> Requests:
[a] Print the part of the Pitbull essay that opens with the words containing "I’m trying to" and closes with "there are three.".
[b] Do the following statements agree with the Pitbull essay? Answer yes or no for each, quoting the words from the essay that decide it. (i) The writer is staying in the Dominican Republic with a husband and mother-in-law. (ii) The writer gives the resort 8 out of 10 stars. (iii) The writer applies sunscreen once a day.
[c] According to the Pitbull essay, what do the resort's clear candy dishes double as in the evening?

> Selected passage:

Essay: Pitbull in a turtleneck

It’s ten past nine in the morning and my ass boasts the gridiron stripes of a beach chair.

I’m trying to read my book—a jaunty little beach read about AIDS in the 1980s—but I keep getting distracted.

I’m getting distracted by the beautiful Dominican women who are getting distracted by the Speedo-clad European men who are getting distracted by the unmistakable sounds of Pitbull drifting ashore from the island about a mile out.

Maybe I’m misremembering, but isn’t there a G-20 rule that Pitbull is only allowed to be played strictly between the hours of 11pm and 4am? You know, the timeframe when you can shamelessly acknowledge that you somehow know every word to every Pitbull lyric. Of which there are three.

I guess that rule doesn’t stand in the Dominican Republic, which is where I’m staying for the week with my husband and mother-in-law. It’s day three of our much-needed vacation, and we’ve each taken the morning to do our own thing. This was an unspoken arrangement necessitated by the former evening’s discontent slash disembowelment courtesy a dinner at the resort’s French restaurant. There should be a G-20 rule that Caribbean island hotel chefs don’t attempt French cuisine. Yes, the food here is total shit. I’m hungry and have been sustaining the past two days mostly on room service pineapple slices and the rogue mints strewn about the resort’s makeshift lounge areas. Their clear candy dishes double as ashtrays in the evening. Everything here is damp.

No matter. I still give this Caribbean island resort 10 out of 10 stars. Because it is, after all, a Caribbean island resort. But to be honest, trying to decide what to do with myself this lazy, self-directed morning has been a bit of a task for me. Three reasons:

  • Like a forlorn beached whale, I feel uncomfortable and exposed, flown in here from the gaping wounds of the Midwest cornfields. This means I am a white lady that’s as white as the putty-colored sand I’m now trying to happily dig my toes into, and I have to apply SPF-100+ sunscreen every hour to avoid sun poisoning.
  • Having fun, enjoying myself, playing, are not things that come easily to the bumper crop of workaholics from which fate has planted me like a rotten apple tree. In some twisted way of coping with the undercurrent of guilt I’m experiencing for enjoying myself on this vacation, I feel a bit relieved that the faux-French restaurant’s attempt at a lobster thermidor the night before tasted… like the putty-colored sand I’m now trying to happily dig my toes into.
  • As stated, the book I brought to read on my super-duper-fun-time-vacation is making me fall in love with characters who will ultimately die terribly, tragically from AIDS.

> Record list:

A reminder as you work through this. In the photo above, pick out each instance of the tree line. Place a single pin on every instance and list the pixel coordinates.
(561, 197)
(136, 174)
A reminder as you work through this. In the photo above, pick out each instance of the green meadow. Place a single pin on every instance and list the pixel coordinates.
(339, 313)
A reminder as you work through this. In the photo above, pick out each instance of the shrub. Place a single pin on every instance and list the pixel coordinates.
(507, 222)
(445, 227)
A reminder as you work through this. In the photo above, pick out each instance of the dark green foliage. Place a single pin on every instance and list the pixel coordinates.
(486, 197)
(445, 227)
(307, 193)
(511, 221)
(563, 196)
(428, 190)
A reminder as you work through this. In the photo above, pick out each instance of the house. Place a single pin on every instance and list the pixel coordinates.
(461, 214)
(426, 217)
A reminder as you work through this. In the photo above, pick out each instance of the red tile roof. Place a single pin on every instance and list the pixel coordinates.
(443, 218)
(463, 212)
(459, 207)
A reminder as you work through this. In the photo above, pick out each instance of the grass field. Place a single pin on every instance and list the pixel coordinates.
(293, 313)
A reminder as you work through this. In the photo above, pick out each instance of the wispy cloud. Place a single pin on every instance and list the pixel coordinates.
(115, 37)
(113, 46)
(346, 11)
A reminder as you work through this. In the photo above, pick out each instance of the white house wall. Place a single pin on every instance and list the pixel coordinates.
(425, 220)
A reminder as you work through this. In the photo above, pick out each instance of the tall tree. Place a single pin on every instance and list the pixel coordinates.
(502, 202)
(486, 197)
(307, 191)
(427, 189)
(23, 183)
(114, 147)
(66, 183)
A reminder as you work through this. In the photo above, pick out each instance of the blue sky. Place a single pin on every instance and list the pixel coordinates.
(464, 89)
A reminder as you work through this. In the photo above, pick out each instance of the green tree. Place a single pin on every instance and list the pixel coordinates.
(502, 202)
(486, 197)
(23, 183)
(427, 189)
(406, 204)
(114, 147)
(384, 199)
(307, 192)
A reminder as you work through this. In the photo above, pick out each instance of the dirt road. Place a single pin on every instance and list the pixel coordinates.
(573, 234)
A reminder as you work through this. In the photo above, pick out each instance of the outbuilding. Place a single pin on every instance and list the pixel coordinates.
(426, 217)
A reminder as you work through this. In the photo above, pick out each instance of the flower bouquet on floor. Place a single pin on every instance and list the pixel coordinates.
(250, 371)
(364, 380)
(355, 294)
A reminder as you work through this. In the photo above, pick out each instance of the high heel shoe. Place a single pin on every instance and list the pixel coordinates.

> Solved problems:
[a]
I’m trying to read my book—a jaunty little beach read about AIDS in the 1980s—but I keep getting distracted.

I’m getting distracted by the beautiful Dominican women who are getting distracted by the Speedo-clad European men who are getting distracted by the unmistakable sounds of Pitbull drifting ashore from the island about a mile out.

Maybe I’m misremembering, but isn’t there a G-20 rule that Pitbull is only allowed to be played strictly between the hours of 11pm and 4am? You know, the timeframe when you can shamelessly acknowledge that you somehow know every word to every Pitbull lyric. Of which there are three.

[b]
(i) Yes: "which is where I’m staying for the week with my husband and mother-in-law"
(ii) No: "I still give this Caribbean island resort 10 out of 10 stars."
(iii) No: "I have to apply SPF-100+ sunscreen every hour to avoid sun poisoning."

[c] Ashtrays.